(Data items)
......
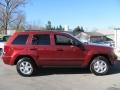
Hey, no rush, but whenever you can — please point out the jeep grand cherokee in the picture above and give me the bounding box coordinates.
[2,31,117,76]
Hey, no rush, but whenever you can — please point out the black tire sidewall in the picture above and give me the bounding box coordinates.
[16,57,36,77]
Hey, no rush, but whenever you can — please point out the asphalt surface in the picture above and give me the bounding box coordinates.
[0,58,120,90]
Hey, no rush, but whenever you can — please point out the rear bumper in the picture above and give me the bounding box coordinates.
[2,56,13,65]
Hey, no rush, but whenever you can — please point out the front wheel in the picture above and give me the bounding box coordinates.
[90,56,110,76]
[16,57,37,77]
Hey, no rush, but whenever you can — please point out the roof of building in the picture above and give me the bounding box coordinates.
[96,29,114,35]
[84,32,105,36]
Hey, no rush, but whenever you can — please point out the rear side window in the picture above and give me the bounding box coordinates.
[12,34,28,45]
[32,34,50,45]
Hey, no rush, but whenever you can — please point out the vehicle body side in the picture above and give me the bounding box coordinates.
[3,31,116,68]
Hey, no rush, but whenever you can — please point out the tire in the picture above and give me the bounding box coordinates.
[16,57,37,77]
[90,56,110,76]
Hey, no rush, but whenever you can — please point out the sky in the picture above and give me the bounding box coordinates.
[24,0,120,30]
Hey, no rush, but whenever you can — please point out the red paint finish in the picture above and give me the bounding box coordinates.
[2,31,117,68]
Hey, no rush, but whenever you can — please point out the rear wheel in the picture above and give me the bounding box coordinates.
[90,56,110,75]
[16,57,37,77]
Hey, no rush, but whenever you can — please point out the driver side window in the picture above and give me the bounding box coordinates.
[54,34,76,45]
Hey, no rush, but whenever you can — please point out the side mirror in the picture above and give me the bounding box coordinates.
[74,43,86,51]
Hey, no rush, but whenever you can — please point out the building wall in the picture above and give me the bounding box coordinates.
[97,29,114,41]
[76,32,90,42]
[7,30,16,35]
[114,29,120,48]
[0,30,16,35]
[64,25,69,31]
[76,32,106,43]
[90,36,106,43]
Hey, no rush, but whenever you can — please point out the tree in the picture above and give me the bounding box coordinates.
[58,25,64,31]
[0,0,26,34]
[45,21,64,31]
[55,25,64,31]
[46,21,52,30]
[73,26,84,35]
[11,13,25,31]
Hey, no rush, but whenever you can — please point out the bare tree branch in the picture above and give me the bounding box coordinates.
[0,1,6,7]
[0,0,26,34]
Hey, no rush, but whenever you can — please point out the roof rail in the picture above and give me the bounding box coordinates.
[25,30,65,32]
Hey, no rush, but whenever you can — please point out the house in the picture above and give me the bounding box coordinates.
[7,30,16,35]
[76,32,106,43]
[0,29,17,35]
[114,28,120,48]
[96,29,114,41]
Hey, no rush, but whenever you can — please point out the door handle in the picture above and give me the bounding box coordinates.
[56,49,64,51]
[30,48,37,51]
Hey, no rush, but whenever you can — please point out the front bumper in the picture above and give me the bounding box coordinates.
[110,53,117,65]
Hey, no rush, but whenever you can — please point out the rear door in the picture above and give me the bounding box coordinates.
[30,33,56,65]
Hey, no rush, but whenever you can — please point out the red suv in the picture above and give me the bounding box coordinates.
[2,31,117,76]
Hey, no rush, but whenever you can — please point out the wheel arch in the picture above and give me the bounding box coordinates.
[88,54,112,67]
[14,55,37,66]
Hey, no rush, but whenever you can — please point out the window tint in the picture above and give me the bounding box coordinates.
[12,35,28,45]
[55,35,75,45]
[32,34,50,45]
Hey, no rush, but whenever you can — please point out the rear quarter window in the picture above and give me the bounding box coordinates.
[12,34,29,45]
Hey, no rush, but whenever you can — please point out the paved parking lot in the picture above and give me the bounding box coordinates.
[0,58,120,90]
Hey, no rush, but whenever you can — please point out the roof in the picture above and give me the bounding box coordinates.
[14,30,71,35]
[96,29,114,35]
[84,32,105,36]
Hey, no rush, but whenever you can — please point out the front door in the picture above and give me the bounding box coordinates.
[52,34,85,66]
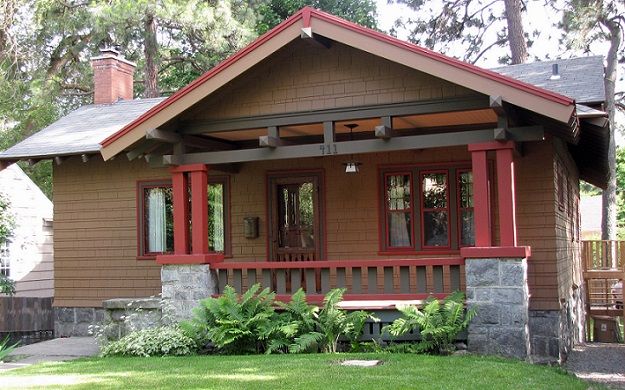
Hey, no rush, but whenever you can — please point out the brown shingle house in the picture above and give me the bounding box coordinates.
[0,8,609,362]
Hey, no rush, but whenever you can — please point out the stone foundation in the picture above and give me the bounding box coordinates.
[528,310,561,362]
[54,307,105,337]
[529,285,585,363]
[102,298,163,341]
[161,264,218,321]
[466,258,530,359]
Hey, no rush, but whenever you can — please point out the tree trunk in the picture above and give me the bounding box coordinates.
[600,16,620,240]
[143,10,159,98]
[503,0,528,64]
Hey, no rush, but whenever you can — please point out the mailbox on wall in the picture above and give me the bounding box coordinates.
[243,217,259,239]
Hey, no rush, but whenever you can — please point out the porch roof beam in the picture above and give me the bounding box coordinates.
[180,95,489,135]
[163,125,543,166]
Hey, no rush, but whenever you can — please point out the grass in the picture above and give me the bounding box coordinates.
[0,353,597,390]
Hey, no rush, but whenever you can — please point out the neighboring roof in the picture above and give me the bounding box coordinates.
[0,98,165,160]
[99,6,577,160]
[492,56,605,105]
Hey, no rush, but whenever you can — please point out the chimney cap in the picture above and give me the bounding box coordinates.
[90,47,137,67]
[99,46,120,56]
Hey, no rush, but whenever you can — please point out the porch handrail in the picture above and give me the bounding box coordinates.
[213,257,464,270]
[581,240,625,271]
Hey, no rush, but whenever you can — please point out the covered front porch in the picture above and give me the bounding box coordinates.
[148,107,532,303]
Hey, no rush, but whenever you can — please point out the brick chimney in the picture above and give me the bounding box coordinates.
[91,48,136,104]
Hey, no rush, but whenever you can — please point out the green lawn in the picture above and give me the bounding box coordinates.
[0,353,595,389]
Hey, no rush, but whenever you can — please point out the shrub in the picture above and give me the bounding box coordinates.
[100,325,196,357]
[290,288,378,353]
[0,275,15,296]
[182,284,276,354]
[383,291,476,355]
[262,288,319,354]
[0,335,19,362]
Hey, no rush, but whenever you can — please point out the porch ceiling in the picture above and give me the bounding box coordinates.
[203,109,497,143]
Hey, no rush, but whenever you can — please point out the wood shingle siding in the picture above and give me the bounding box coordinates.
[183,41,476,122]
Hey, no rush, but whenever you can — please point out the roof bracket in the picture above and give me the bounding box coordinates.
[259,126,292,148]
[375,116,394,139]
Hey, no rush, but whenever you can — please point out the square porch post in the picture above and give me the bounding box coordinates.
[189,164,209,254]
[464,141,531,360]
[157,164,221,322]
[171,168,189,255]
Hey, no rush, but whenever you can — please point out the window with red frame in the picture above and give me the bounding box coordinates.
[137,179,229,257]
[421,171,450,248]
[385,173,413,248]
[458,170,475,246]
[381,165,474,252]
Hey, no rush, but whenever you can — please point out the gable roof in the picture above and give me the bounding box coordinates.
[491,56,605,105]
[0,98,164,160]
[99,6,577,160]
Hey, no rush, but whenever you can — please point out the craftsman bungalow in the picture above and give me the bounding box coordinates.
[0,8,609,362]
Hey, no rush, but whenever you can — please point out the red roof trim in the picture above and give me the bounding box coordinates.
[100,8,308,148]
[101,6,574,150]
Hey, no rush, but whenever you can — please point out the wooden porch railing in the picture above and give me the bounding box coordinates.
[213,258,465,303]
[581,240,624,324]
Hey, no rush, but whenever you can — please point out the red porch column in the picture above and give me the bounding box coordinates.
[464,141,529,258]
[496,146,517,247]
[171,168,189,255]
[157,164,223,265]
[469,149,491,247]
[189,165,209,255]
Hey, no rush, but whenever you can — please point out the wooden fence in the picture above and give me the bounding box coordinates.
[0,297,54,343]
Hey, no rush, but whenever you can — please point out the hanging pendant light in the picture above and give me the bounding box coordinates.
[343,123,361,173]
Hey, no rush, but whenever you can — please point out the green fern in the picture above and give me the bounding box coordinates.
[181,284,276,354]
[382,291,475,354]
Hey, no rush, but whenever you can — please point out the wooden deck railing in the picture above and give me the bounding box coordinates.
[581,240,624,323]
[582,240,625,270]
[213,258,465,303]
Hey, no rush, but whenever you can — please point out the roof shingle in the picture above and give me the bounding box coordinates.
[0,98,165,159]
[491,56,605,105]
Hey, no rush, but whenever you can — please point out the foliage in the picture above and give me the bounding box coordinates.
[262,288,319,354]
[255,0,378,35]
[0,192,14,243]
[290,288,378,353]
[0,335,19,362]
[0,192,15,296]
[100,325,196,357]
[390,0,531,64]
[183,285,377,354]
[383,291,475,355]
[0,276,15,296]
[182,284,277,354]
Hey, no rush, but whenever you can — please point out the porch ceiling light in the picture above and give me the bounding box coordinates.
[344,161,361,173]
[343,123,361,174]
......
What is being asked –
Only the lines from the one with "the roof shingle" through the end of the data belong in the answer, each reproduced exactly.

Answer section –
Hey, no rush, but whenever you can — please point out the roof shingle in the picture above and give me the bounding box coordinates.
[0,98,165,159]
[491,56,605,105]
Hey, no rush, but whenever you can — please point out the foliage in the picture above and give me the bounding box coordinates.
[262,288,319,354]
[255,0,378,35]
[0,192,14,243]
[290,288,378,353]
[0,335,19,362]
[0,192,15,296]
[100,325,196,357]
[390,0,531,64]
[183,285,377,354]
[383,291,475,355]
[0,276,15,296]
[182,284,277,354]
Hey, no rush, but whenever you can — please point out the porch ceiling light in the picture above and give me the bounding box coordinates.
[344,161,361,173]
[343,123,361,174]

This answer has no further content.